#### [GOAL OF THE EXERCISE]
Please answer from the passage on the Ten Commandments below: through the Ten Commandments, what do the baptized truly become?

The Ten Commandments are like moral brick and mortar for our temples, the temples of our bodies. The Ten Commandments are the boundaries that God gives so that we have proper relationship with Him and truly belong to Him. The Ten Commandments are the foundation by which we, the baptized, truly become living stones in the temple of Jesus’ Body, of which he was speaking in the Gospel. In this holy season we have a privileged opportunity to recognize just how run down by daily living we can become such that we lack zeal for the Father’s house. We have the opportunity in Lent to correct course, to turn over the tables of complacency and to chase out the moneychangers of our busyness and work, and all the things that get more attention from us than we give to the good of our souls. By the cleansing of confession, or by preparation for baptism for those in RCIA, we are given grace to become more truly what we were made to be: namely, living stones in the temple of God, members of the Body of Christ, and temples of the Holy Spirit.

#### [DATA EXCERPTS]
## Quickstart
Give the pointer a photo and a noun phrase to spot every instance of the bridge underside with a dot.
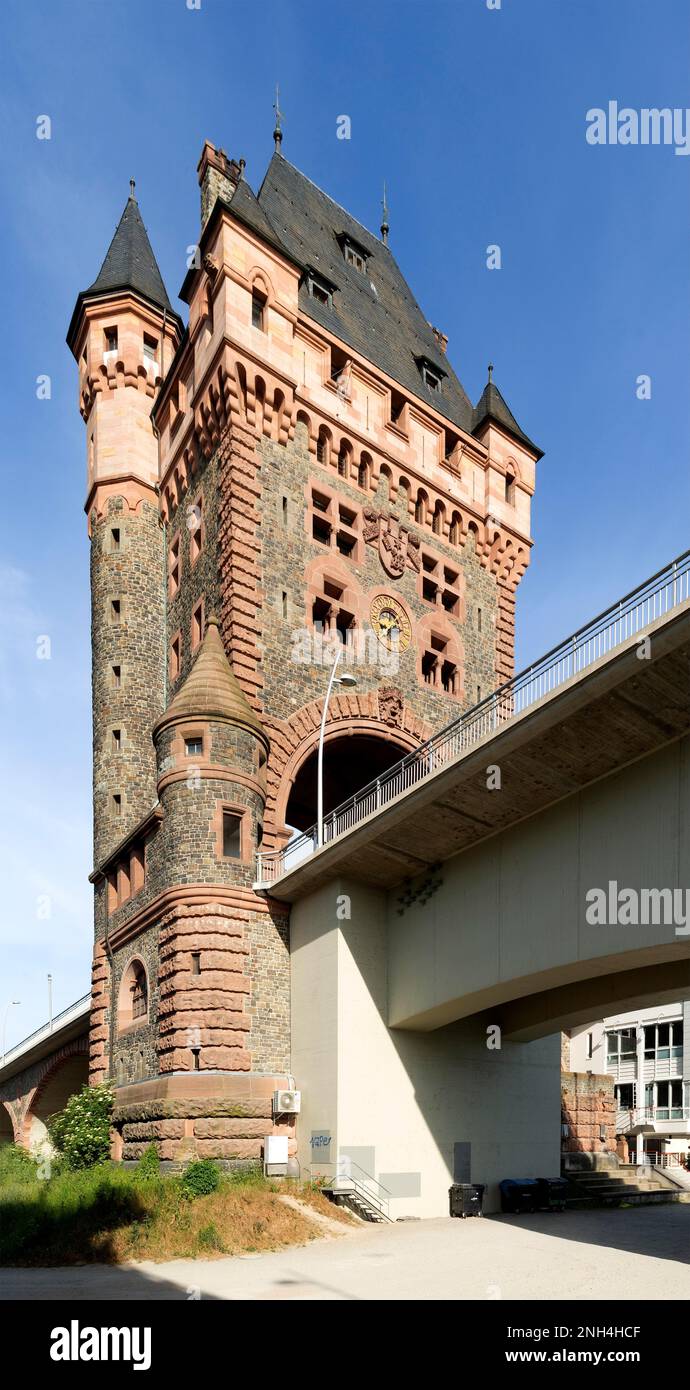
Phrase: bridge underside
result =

--

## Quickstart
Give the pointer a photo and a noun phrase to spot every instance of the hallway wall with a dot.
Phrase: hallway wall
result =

* * *

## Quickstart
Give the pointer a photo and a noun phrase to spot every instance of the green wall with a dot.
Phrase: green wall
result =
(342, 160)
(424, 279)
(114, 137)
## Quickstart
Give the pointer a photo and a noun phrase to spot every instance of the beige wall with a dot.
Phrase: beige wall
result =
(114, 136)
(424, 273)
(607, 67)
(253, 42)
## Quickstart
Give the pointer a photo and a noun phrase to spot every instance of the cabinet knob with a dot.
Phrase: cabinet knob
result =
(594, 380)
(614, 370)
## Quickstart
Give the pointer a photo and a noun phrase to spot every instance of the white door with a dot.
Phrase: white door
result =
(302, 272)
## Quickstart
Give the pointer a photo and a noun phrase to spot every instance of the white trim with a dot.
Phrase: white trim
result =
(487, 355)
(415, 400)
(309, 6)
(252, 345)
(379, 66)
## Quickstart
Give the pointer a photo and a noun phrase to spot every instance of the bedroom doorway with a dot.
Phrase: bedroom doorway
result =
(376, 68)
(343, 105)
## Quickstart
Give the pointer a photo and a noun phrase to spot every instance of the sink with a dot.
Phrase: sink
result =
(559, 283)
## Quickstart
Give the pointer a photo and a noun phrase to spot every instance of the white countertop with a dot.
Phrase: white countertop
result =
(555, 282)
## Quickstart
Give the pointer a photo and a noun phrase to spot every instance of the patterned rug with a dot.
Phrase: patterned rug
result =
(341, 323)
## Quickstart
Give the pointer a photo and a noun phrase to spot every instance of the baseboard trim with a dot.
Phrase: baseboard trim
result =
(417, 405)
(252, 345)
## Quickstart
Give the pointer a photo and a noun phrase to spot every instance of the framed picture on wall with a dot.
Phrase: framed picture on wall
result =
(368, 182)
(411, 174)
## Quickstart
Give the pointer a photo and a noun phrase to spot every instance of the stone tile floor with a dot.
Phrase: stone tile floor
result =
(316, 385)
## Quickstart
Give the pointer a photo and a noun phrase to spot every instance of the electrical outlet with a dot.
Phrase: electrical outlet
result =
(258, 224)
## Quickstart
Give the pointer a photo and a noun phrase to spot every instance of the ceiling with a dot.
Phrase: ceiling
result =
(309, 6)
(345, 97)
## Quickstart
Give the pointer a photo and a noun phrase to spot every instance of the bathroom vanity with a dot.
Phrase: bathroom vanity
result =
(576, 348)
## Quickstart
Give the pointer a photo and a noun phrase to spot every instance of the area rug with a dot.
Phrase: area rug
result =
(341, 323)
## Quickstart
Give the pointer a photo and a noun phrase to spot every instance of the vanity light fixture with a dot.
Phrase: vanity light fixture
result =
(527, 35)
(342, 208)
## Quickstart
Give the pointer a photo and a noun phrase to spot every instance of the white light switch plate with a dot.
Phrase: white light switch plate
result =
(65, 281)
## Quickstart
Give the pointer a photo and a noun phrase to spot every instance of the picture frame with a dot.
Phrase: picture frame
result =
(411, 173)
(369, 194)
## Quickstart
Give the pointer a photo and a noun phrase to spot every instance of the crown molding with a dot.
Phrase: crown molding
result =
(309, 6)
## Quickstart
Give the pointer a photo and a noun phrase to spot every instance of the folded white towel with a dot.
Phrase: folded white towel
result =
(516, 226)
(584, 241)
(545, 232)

#### [RESPONSE TO THIS TASK]
Living stones in the temple of Jesus’ Body.